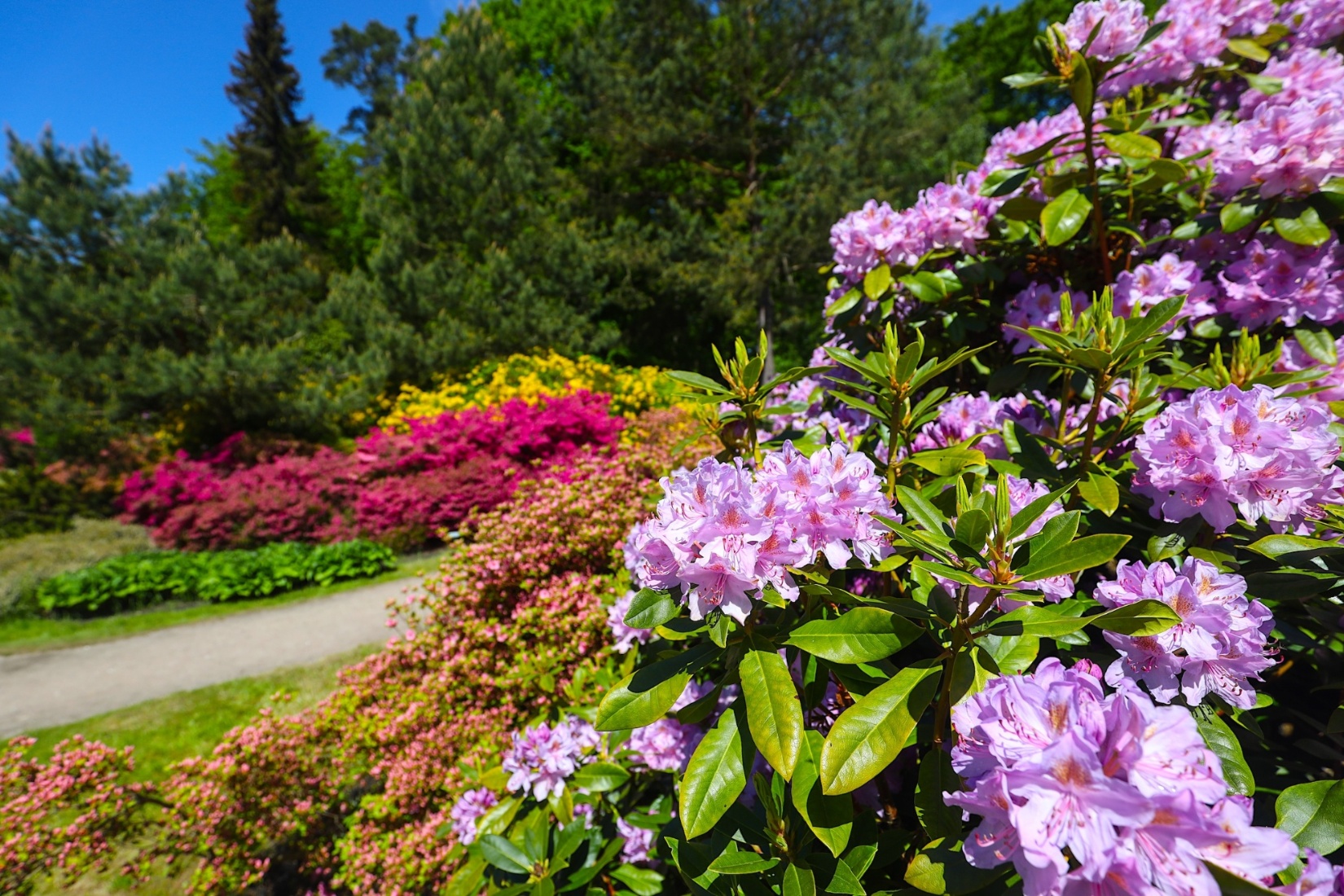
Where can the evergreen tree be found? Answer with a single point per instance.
(276, 152)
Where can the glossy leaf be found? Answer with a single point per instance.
(775, 714)
(868, 735)
(714, 778)
(831, 819)
(1313, 815)
(863, 635)
(1065, 217)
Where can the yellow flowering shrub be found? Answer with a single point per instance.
(531, 378)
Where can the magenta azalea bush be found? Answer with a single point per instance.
(399, 488)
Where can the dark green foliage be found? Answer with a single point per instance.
(143, 579)
(996, 43)
(116, 316)
(276, 152)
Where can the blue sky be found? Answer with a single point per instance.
(148, 76)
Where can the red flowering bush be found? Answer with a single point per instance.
(355, 793)
(398, 488)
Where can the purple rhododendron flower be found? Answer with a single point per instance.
(723, 535)
(1160, 279)
(545, 757)
(1121, 27)
(1218, 647)
(626, 635)
(469, 806)
(1282, 281)
(665, 744)
(1232, 450)
(1094, 793)
(639, 842)
(1038, 305)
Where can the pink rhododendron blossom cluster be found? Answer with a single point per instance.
(1038, 305)
(1021, 494)
(1286, 143)
(626, 635)
(1238, 451)
(722, 534)
(665, 744)
(639, 842)
(968, 415)
(1167, 277)
(545, 757)
(1106, 29)
(468, 809)
(1218, 647)
(1078, 788)
(1280, 281)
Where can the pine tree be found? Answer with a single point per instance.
(276, 151)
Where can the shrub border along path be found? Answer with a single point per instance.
(59, 687)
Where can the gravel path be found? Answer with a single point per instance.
(58, 687)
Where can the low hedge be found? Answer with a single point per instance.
(143, 579)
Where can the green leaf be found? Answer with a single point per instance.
(920, 509)
(941, 868)
(948, 461)
(1083, 554)
(643, 881)
(868, 735)
(1101, 492)
(1224, 744)
(1236, 215)
(1304, 230)
(863, 635)
(504, 854)
(1319, 345)
(876, 281)
(714, 778)
(936, 778)
(649, 608)
(798, 881)
(1313, 815)
(1139, 620)
(1248, 49)
(645, 696)
(775, 714)
(1065, 217)
(600, 777)
(740, 861)
(1277, 546)
(831, 819)
(1132, 145)
(845, 302)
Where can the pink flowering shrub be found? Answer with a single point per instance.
(359, 792)
(64, 815)
(401, 488)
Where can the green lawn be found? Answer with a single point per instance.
(190, 724)
(23, 635)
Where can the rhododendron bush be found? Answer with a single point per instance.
(1033, 581)
(397, 486)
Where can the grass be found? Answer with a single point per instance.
(23, 635)
(187, 724)
(26, 562)
(192, 722)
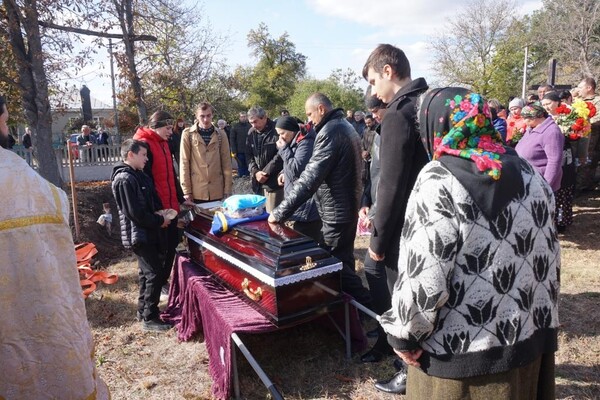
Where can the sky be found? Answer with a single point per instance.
(330, 33)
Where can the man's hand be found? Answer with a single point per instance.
(363, 212)
(280, 143)
(189, 201)
(375, 256)
(166, 222)
(261, 177)
(410, 357)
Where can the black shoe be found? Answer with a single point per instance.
(156, 325)
(373, 333)
(373, 356)
(399, 365)
(396, 385)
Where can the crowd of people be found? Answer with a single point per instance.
(463, 196)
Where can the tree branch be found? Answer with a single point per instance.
(51, 25)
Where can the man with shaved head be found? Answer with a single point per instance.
(333, 176)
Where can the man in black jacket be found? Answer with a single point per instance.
(402, 155)
(138, 202)
(333, 173)
(239, 135)
(263, 159)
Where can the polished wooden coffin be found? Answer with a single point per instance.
(280, 272)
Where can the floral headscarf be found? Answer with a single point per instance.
(459, 121)
(534, 111)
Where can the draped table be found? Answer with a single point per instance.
(197, 303)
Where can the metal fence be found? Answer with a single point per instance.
(99, 154)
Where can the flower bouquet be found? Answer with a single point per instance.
(574, 120)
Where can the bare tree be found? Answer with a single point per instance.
(22, 23)
(464, 50)
(179, 69)
(571, 30)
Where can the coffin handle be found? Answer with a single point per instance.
(254, 294)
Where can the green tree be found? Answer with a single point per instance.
(341, 87)
(272, 81)
(506, 77)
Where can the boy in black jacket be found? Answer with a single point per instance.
(138, 204)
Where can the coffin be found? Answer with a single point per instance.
(280, 272)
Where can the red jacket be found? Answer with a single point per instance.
(161, 167)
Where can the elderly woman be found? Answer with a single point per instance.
(515, 122)
(474, 310)
(542, 144)
(564, 196)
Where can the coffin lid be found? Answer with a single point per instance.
(273, 253)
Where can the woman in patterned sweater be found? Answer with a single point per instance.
(474, 310)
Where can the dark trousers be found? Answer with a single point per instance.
(339, 240)
(242, 165)
(381, 281)
(152, 276)
(172, 238)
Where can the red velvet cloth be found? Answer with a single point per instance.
(197, 303)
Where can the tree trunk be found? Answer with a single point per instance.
(33, 83)
(126, 22)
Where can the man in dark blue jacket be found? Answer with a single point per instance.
(402, 155)
(295, 149)
(333, 175)
(138, 204)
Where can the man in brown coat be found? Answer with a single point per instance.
(205, 161)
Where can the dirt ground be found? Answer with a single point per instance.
(307, 362)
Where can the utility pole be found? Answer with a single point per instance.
(112, 78)
(524, 88)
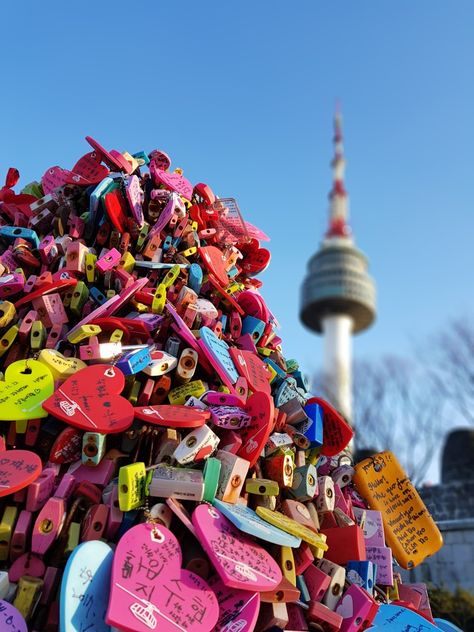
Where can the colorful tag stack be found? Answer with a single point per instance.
(163, 465)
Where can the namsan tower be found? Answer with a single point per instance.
(338, 295)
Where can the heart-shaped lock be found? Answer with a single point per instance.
(91, 400)
(85, 588)
(254, 436)
(217, 352)
(90, 168)
(240, 562)
(172, 181)
(60, 366)
(252, 368)
(150, 590)
(11, 619)
(238, 609)
(336, 431)
(214, 263)
(172, 416)
(28, 383)
(18, 469)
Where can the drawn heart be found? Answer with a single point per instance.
(172, 181)
(238, 609)
(55, 177)
(60, 366)
(346, 607)
(85, 587)
(213, 262)
(336, 431)
(217, 352)
(18, 469)
(240, 562)
(150, 590)
(11, 618)
(252, 368)
(27, 384)
(90, 168)
(90, 400)
(254, 436)
(172, 416)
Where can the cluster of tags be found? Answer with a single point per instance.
(163, 466)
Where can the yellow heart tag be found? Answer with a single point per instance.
(28, 383)
(60, 366)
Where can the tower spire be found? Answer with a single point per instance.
(338, 201)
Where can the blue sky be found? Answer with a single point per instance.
(241, 95)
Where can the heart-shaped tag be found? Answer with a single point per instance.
(254, 436)
(11, 619)
(336, 431)
(172, 181)
(345, 607)
(217, 352)
(27, 384)
(90, 168)
(238, 609)
(85, 588)
(18, 469)
(90, 400)
(135, 198)
(172, 416)
(150, 590)
(252, 368)
(214, 263)
(60, 366)
(240, 562)
(55, 177)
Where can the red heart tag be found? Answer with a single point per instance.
(150, 590)
(212, 260)
(252, 368)
(256, 261)
(336, 431)
(254, 436)
(240, 562)
(172, 181)
(18, 469)
(55, 177)
(90, 167)
(172, 416)
(90, 400)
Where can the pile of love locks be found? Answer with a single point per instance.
(162, 464)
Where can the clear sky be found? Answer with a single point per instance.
(241, 95)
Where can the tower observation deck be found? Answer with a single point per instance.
(338, 295)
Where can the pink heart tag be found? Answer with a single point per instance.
(172, 181)
(90, 400)
(254, 436)
(90, 168)
(238, 609)
(18, 469)
(252, 368)
(150, 590)
(240, 562)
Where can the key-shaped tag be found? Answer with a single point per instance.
(11, 618)
(91, 400)
(217, 352)
(28, 383)
(172, 416)
(85, 588)
(150, 590)
(249, 522)
(240, 562)
(238, 609)
(18, 469)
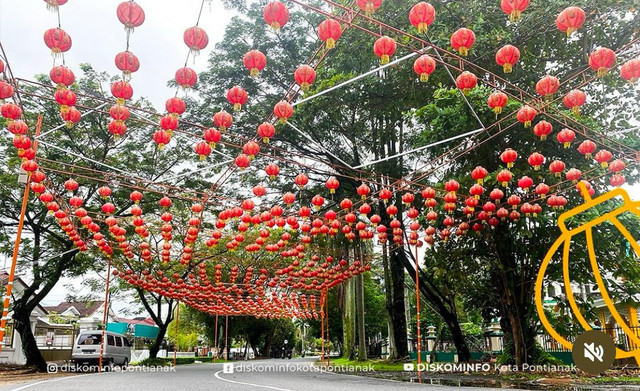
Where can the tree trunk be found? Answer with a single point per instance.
(30, 349)
(362, 346)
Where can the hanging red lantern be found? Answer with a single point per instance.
(497, 101)
(424, 66)
(237, 96)
(203, 149)
(536, 160)
(196, 39)
(603, 157)
(128, 63)
(130, 14)
(71, 116)
(507, 56)
(466, 82)
(542, 129)
(61, 76)
(254, 61)
(565, 137)
(574, 99)
(304, 76)
(329, 32)
(526, 115)
(508, 157)
(514, 8)
(57, 40)
(547, 86)
(601, 60)
(117, 128)
(462, 40)
(630, 70)
(122, 91)
(587, 148)
(65, 98)
(283, 110)
(421, 16)
(212, 136)
(275, 14)
(175, 106)
(266, 131)
(332, 184)
(251, 149)
(557, 167)
(384, 48)
(242, 161)
(570, 20)
(186, 77)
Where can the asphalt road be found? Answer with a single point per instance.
(294, 375)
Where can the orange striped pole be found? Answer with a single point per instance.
(16, 246)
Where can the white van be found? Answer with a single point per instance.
(86, 351)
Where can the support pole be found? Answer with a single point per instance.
(105, 317)
(16, 246)
(175, 345)
(418, 334)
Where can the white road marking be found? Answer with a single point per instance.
(248, 384)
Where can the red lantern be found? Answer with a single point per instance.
(61, 76)
(603, 157)
(65, 98)
(242, 161)
(128, 63)
(175, 106)
(275, 14)
(57, 40)
(203, 149)
(329, 32)
(122, 91)
(497, 101)
(186, 77)
(536, 160)
(570, 20)
(254, 61)
(196, 39)
(526, 115)
(283, 110)
(462, 40)
(304, 76)
(542, 129)
(332, 184)
(421, 16)
(557, 167)
(212, 136)
(384, 47)
(466, 81)
(630, 70)
(508, 157)
(601, 60)
(130, 14)
(71, 116)
(514, 8)
(266, 131)
(424, 66)
(587, 148)
(547, 86)
(237, 96)
(162, 138)
(507, 56)
(574, 99)
(565, 137)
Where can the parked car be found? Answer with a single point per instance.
(86, 351)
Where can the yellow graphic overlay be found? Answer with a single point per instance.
(565, 240)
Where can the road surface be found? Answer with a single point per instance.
(263, 375)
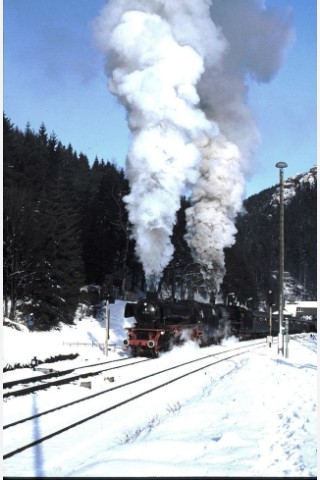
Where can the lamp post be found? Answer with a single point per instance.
(281, 166)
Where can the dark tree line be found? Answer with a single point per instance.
(253, 262)
(65, 225)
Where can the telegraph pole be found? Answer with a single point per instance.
(281, 166)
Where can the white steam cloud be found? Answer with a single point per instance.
(181, 68)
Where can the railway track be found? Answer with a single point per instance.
(56, 421)
(42, 382)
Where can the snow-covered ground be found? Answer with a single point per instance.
(255, 415)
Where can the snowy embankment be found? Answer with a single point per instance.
(255, 415)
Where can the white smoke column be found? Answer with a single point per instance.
(257, 39)
(155, 56)
(216, 200)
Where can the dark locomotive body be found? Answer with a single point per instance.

________

> **What the task requires**
The required output is the exact run of lines from the one with "Where can the white smoke" through the final line of the entries.

> **Reply**
Where can the white smoke column be found? Answer with a single point per instance.
(257, 39)
(155, 56)
(216, 200)
Where can the dark locomotive body be found? Answer with a single point per instance.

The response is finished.